* _Source records_:
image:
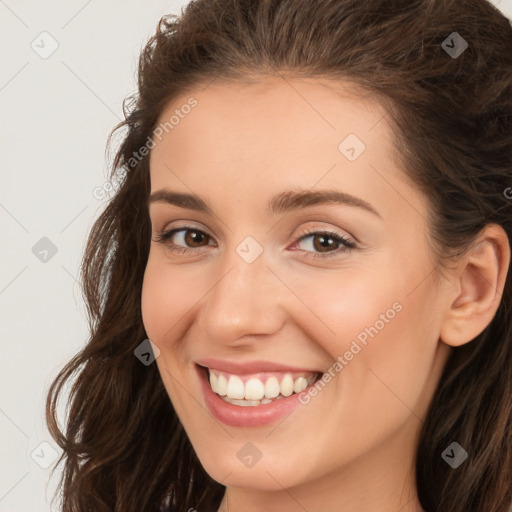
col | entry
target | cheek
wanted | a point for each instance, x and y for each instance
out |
(168, 296)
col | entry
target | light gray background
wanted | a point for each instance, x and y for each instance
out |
(56, 115)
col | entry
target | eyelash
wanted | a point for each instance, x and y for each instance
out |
(164, 237)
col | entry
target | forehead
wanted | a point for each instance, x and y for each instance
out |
(277, 132)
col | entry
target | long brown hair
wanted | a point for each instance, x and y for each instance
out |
(124, 448)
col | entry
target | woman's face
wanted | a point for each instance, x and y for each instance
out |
(256, 281)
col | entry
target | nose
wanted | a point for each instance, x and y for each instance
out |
(246, 300)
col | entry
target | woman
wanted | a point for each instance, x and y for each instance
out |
(299, 296)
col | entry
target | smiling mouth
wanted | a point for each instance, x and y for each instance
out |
(250, 390)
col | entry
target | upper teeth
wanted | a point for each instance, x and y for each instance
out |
(256, 388)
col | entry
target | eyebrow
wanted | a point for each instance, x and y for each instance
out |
(281, 203)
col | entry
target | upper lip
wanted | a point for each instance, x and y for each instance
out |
(249, 367)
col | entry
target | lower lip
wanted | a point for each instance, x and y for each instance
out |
(248, 416)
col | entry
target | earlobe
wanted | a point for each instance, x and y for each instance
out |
(479, 280)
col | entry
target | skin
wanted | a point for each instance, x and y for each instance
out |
(352, 448)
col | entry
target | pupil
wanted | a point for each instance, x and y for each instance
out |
(323, 238)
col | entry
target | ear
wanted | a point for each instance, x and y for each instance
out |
(478, 281)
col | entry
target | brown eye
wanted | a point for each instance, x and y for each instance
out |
(188, 238)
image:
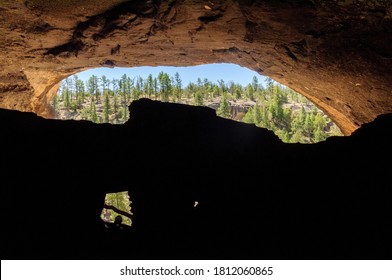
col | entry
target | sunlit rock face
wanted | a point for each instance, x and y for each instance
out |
(258, 198)
(336, 53)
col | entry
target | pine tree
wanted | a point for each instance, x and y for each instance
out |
(106, 107)
(94, 117)
(224, 108)
(199, 98)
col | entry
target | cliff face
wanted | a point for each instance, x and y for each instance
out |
(336, 53)
(258, 198)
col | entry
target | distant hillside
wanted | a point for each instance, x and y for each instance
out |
(290, 115)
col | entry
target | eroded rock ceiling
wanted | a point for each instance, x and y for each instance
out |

* _Your assignment_: Copy out the lines of the data where the string "brown" occurs.

* _Reply_:
target | long brown hair
target | brown eye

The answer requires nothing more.